▼▼▼

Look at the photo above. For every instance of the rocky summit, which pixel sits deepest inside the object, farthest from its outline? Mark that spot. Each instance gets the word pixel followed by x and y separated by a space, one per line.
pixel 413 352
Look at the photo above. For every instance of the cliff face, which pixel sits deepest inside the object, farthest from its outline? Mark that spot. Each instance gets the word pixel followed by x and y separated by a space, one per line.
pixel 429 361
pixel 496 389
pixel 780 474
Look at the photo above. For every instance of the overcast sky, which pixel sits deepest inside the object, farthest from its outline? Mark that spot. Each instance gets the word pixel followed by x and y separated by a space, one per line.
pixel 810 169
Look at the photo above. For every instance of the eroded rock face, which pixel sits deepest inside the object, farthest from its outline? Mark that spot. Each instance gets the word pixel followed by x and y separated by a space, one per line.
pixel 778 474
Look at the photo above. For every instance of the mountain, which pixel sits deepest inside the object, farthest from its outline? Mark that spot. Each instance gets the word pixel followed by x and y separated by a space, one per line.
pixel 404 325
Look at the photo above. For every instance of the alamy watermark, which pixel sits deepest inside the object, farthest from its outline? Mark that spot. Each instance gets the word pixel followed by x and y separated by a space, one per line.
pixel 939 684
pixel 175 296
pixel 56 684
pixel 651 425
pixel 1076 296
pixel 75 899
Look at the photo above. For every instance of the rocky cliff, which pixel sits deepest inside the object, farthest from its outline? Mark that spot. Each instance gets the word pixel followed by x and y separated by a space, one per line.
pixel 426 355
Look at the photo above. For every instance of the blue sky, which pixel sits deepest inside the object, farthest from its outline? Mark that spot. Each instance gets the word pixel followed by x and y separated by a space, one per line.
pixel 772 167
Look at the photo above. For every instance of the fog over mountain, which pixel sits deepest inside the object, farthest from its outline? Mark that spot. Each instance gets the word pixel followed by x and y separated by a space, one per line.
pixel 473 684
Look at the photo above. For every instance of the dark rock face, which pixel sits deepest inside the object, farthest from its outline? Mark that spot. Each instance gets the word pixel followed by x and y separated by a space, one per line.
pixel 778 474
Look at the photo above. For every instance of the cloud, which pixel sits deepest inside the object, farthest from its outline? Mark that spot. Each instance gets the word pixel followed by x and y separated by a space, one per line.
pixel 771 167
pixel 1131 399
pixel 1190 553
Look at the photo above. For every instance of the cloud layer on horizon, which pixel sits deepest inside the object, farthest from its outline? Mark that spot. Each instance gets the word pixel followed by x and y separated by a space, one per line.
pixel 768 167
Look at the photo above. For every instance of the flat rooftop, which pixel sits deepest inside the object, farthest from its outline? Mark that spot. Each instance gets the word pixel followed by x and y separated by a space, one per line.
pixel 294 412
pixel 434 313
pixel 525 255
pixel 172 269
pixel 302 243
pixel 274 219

▲▲▲

_What you need to do_
Copy all of the records above verbatim, keeping every line unchanged and in its original order.

_Output of the exercise_
Look at the photo above. For every instance of the rocky summit, which pixel sits deepest inside the object, farthest from its outline? Mark that spot. Each instance gets the word pixel followed by x and y separated by a space, one per line.
pixel 413 352
Look at the photo above. For every instance of the cliff face, which pixel sits deepest inside the object, farthest from its outline? Mark that spot. Each instance gets the word pixel followed by x and y separated by a space, one per line.
pixel 429 361
pixel 496 389
pixel 780 474
Look at the photo above. For every instance of the overcast sky, which pixel sits deepest inside the object, farthest from its outline? Mark that spot. Each instance gets the word pixel followed by x and y separated by a space, one per line.
pixel 810 169
Look at the photo above. For every instance of the eroded rock face, which pixel sits deepest inside the object, farthest from its outline? Mark that spot. Each instance gets the word pixel followed by x and y separated by a space, one per line.
pixel 778 474
Look at the photo above. For every instance of the mountain, which pixel sits deepest inside the object, farthest from its outline? Mark that spot. Each instance gets the word pixel followed by x and y separated by a space, one per line.
pixel 404 325
Look at the photo above. For every instance of the alamy watermark, which pixel sits deepest inside the object, farthest from its outline? Mark that spot. Each instance gets the word pixel followed by x and y separated by a space, one per line.
pixel 939 684
pixel 175 296
pixel 56 684
pixel 651 425
pixel 1076 296
pixel 75 899
Look at the photo above. For every instance of the rocky cliff, which pixel sits deepest inside the object, farthest from its outline? Mark that spot. Each instance gets the word pixel followed by x and y separated by a space, one per line.
pixel 426 355
Look at the photo above. For every instance of the blue sky, which pixel sits deepest inside the object, farthest from its outline? Mark that spot. Each instance gets the word pixel followed by x and y separated by a space, one per line.
pixel 772 167
Look at the photo above. For every instance of the fog over mountain, which pixel sits deepest inside the object, farthest from its outline? Mark that spot. Each instance gets the word pixel followed by x and y separated by a space, one per line.
pixel 473 684
Look at the photo above. For every instance of the dark rock face, which pixel sits deepest inside the object, farthest from its outline? Mark that spot. Each instance gets the word pixel followed by x and y separated by a space, one per line.
pixel 778 474
Look at the photo above. For every instance of the cloud, which pixel sits deepest inside the object, farthest from its outline? Mark that spot. Each instance gets the word pixel followed by x and y separated by a space, one per line.
pixel 771 167
pixel 1131 399
pixel 1190 553
Look at the photo above. For every instance of the cloud layer on horizon, which pixel sits deepest inside the object, farthest from its outline? Mark that spot. Each instance gets the word pixel followed by x and y separated by a space, one per line.
pixel 768 167
Look at the photo above. For every instance of the flat rooftop, which pixel sits deepest inside the object, farthest from its outline? Mark that spot. Each instance gets the word pixel followed by x and y separated by a space, one per line.
pixel 294 412
pixel 434 313
pixel 525 255
pixel 172 269
pixel 302 243
pixel 274 219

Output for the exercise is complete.